**DATA TO USE**
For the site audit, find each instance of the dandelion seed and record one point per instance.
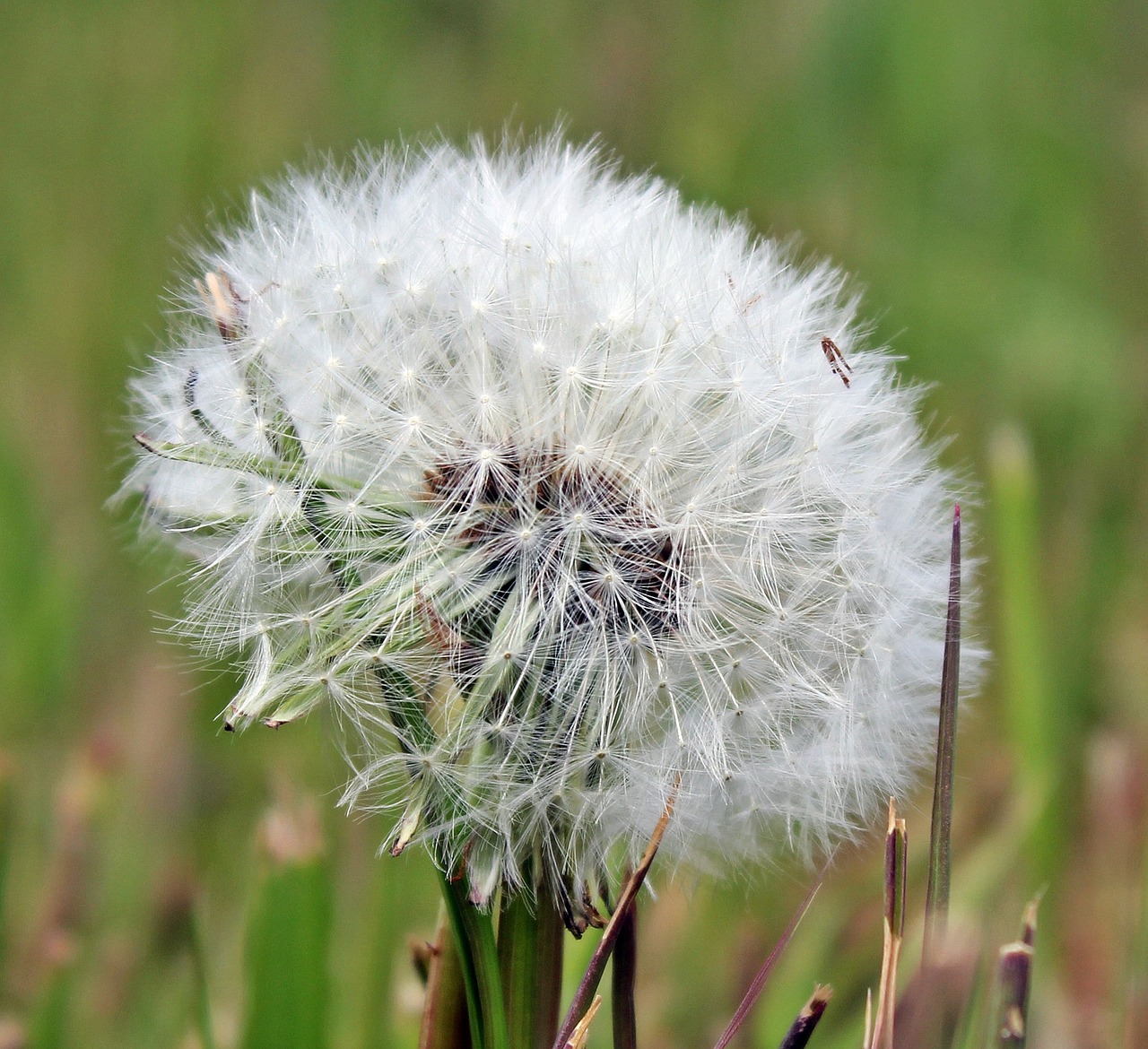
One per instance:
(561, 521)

---

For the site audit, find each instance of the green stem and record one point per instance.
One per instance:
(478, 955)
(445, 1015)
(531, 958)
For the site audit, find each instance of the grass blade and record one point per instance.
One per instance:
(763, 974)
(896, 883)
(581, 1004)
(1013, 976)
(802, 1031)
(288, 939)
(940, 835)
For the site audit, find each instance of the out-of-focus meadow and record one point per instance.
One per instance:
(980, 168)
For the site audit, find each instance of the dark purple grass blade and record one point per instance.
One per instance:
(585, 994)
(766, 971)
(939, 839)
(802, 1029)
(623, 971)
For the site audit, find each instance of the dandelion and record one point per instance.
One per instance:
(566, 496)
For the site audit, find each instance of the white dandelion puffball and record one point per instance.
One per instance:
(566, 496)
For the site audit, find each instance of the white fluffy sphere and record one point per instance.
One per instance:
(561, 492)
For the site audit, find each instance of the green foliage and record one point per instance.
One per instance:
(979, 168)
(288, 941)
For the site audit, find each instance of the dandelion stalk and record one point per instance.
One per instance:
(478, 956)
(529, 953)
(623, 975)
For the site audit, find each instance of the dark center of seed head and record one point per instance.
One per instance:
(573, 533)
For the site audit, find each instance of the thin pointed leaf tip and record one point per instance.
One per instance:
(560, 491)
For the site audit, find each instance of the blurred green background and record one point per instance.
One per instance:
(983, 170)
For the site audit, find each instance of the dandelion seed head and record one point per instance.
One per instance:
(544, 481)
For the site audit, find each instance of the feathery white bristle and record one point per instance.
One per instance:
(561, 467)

---

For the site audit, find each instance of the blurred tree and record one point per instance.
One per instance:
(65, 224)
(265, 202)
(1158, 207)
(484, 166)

**DIRECTIONS FOR THIS TASK**
Count the lines in the rows above that contain the string "dandelion", matching case exactly, and reply with only that number.

**RESPONSE TO THIS TASK**
5